──────── Passage provided

My Little Pony: Puzzle Party (iOS) review


"Bright visuals and otherwise solid puzzle challenges fall victim to design that excessively favors free-to-play hooks."

My Little Pony: Puzzle Party is not the sort of game I would typically find myself playing, which is precisely why I gave it a shot. I like to keep myself guessing.

When I downloaded the game, which is available as a free download on the digital store, I didn't expect to play it for long. I certainly didn't anticipate that I would keep at until I reached the end of stage 143 and found out that the developers haven't made any additional ones to challenge my elite puzzling skills (they're apparently working on a new batch, though). I assumed that I would play it for a few minutes and then forget about it for always and forever. But here's the thing: the game actually works reasonably well if you just want something to play for a few minutes a day. Which I did.

────────────────

Things to do:
• 1. Translate this sentence from the review into Spanish: "My Little Pony: Puzzle Party is not the sort of game I would typically find myself playing, which is precisely why I gave it a shot."
• 2. According to the review, at the end of which stage did the reviewer find that the developers had made no additional stages?
The entries that come next are separate material, apart from the review.

──────── Records shown

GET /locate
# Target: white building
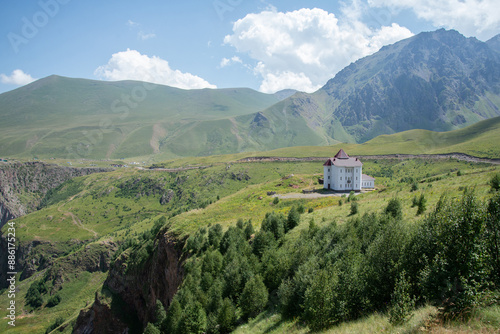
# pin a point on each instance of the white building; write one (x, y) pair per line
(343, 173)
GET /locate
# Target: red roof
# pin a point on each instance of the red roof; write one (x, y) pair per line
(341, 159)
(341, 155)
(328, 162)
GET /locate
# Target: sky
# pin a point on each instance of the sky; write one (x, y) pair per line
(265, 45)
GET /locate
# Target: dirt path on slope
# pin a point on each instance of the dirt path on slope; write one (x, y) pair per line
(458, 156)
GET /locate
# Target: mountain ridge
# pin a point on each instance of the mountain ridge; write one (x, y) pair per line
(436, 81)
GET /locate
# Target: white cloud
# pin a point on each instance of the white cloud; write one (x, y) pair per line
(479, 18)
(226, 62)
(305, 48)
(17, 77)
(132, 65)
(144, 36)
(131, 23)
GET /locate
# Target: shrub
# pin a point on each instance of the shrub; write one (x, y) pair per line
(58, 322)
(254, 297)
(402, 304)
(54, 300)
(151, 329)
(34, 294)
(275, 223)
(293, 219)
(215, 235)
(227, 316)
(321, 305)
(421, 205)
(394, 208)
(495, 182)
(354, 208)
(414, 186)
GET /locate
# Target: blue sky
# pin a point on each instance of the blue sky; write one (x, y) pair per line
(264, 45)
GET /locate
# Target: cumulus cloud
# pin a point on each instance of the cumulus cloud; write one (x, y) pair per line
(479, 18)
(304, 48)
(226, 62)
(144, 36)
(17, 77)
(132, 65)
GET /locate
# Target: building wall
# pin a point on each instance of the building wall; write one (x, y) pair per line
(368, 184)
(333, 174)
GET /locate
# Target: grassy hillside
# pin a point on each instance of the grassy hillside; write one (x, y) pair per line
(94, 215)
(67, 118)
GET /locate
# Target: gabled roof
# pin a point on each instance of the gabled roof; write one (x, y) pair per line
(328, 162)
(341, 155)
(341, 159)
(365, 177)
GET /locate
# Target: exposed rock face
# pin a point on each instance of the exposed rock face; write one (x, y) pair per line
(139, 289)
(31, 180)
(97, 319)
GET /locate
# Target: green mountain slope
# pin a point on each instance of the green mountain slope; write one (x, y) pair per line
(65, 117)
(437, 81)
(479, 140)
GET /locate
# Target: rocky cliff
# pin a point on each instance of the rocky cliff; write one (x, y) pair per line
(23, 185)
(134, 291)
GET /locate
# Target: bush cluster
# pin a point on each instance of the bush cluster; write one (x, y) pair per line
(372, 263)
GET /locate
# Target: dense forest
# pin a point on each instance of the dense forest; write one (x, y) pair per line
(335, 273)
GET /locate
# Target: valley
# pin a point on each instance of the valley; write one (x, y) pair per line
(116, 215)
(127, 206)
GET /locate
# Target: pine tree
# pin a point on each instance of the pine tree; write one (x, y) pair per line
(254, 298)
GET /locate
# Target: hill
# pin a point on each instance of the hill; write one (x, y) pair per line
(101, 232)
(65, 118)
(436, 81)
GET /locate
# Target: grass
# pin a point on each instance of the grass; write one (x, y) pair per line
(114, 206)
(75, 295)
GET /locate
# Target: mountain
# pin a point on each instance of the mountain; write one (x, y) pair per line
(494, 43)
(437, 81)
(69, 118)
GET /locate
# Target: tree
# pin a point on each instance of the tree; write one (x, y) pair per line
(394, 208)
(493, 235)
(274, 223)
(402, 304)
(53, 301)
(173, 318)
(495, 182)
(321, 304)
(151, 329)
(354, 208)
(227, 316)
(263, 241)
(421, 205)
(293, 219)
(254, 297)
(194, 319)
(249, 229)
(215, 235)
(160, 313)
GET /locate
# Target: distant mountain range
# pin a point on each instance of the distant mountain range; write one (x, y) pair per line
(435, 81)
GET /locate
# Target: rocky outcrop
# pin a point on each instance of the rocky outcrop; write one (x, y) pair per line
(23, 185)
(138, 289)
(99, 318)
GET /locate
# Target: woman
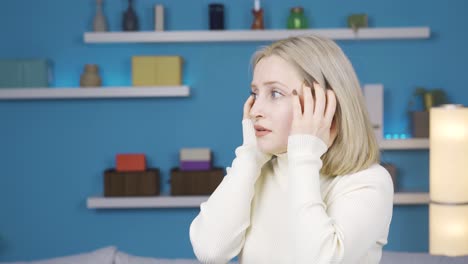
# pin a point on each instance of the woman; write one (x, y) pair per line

────────────────

Expected outputs:
• 1. My Little Pony: Puzzle Party no es el tipo de juego al que normalmente me encontraría jugando, y precisamente por eso le di una oportunidad.

• 2. Stage 143.